**EXERCISE OBJECTIVE**
Without the images, print all the entries below exactly as given.

**INFORMATION GIVEN**
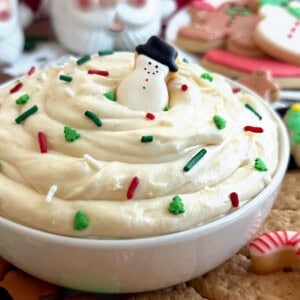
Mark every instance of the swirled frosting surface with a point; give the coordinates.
(93, 173)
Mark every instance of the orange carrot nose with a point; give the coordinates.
(5, 11)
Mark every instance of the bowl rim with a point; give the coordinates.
(185, 235)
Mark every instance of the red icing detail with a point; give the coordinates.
(236, 90)
(269, 236)
(279, 237)
(98, 72)
(150, 116)
(31, 71)
(259, 239)
(295, 239)
(199, 4)
(184, 87)
(249, 65)
(253, 129)
(252, 244)
(42, 142)
(132, 187)
(17, 87)
(234, 197)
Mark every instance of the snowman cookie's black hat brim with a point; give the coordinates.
(160, 51)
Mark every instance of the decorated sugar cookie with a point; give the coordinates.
(145, 87)
(278, 32)
(275, 251)
(230, 26)
(286, 75)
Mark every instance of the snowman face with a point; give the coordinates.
(150, 68)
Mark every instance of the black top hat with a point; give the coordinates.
(160, 51)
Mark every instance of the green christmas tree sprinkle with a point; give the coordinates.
(207, 76)
(219, 122)
(81, 221)
(260, 165)
(71, 134)
(176, 206)
(23, 99)
(110, 96)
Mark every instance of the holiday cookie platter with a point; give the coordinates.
(125, 172)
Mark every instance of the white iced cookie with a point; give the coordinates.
(278, 32)
(274, 251)
(145, 88)
(11, 34)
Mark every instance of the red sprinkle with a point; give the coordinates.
(150, 116)
(254, 129)
(234, 197)
(42, 142)
(132, 187)
(184, 87)
(16, 87)
(98, 72)
(236, 90)
(31, 71)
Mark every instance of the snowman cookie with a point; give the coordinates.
(145, 88)
(278, 32)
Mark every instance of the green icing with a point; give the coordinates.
(293, 123)
(71, 134)
(260, 165)
(176, 206)
(81, 221)
(295, 11)
(219, 122)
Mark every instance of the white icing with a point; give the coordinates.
(145, 88)
(94, 172)
(276, 26)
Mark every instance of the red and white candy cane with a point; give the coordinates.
(5, 10)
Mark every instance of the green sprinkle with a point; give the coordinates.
(65, 78)
(147, 139)
(83, 60)
(26, 114)
(260, 165)
(110, 95)
(248, 106)
(105, 52)
(94, 118)
(71, 134)
(81, 221)
(207, 76)
(194, 160)
(23, 99)
(176, 206)
(219, 122)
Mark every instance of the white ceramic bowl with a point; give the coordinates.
(135, 265)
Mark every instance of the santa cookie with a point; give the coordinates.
(278, 32)
(11, 35)
(230, 26)
(286, 75)
(275, 251)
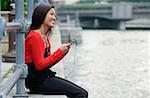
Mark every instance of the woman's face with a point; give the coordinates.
(50, 18)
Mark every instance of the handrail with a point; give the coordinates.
(11, 81)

**CORRECT OUTPUT**
Mark every instance of the swirled frosting surface with a point; give the coordinates.
(93, 173)
Mark every instance of the orange carrot nose with a point; give the coordinates.
(5, 11)
Mark every instance of the bowl rim with a point; give the coordinates.
(185, 235)
Mark every instance of the red icing detail with a point; give the coordinates.
(236, 90)
(269, 236)
(279, 237)
(98, 72)
(150, 116)
(31, 71)
(259, 239)
(295, 239)
(199, 4)
(184, 87)
(249, 65)
(253, 129)
(252, 244)
(42, 142)
(132, 187)
(17, 87)
(234, 197)
Mark every instance of the snowman cookie's black hat brim with a point; give the coordinates.
(160, 51)
Mark every instance of the decorated sugar cookie with a point; give the coordinates.
(145, 87)
(278, 32)
(275, 251)
(230, 26)
(286, 75)
Mark every instance of the snowman face with a point; give the coordinates.
(150, 68)
Mark every instance of the black top hat with a point; give the coordinates.
(160, 51)
Mark every instance of the green christmas tree sprinkle with a point; give the coordinates.
(207, 76)
(219, 122)
(81, 221)
(260, 165)
(71, 134)
(176, 206)
(23, 99)
(110, 96)
Mark every instance of the holiday cookie platter with a point; give the coordinates.
(125, 172)
Mark every instance of the white iced cookie with a point; give the coordinates.
(278, 32)
(274, 251)
(145, 88)
(11, 34)
Mark every instance of the red sprinkle with a point; give the coordinates.
(150, 116)
(254, 129)
(234, 197)
(42, 142)
(132, 187)
(184, 87)
(16, 87)
(98, 72)
(236, 90)
(31, 71)
Mark every instance of the snowman cookie with a point; give the coordinates.
(145, 88)
(278, 32)
Mark every instance of the green icing with a point; give the coordinates.
(293, 123)
(71, 134)
(260, 165)
(176, 206)
(81, 221)
(295, 11)
(219, 122)
Mark every instance of the white icing with a point; give the coordinates.
(145, 88)
(94, 172)
(276, 26)
Mark every instance of the red and white candy cane with a point; give the coordinates.
(5, 10)
Mark every instance of the green sprinkle with a point; give the coordinates.
(65, 78)
(147, 139)
(83, 60)
(26, 114)
(260, 165)
(110, 95)
(248, 106)
(105, 52)
(94, 118)
(71, 134)
(81, 221)
(207, 76)
(194, 160)
(23, 99)
(176, 206)
(219, 122)
Mark every instance of the white ceramic bowl with a point; give the coordinates.
(135, 265)
Mark every instance of the santa cookie with a point; give the coordinates.
(278, 32)
(11, 35)
(230, 26)
(286, 75)
(275, 251)
Mark every instance of the woman's face with a point; give the coordinates.
(50, 18)
Mark every instance of the handrail with a point; give the coordinates.
(11, 81)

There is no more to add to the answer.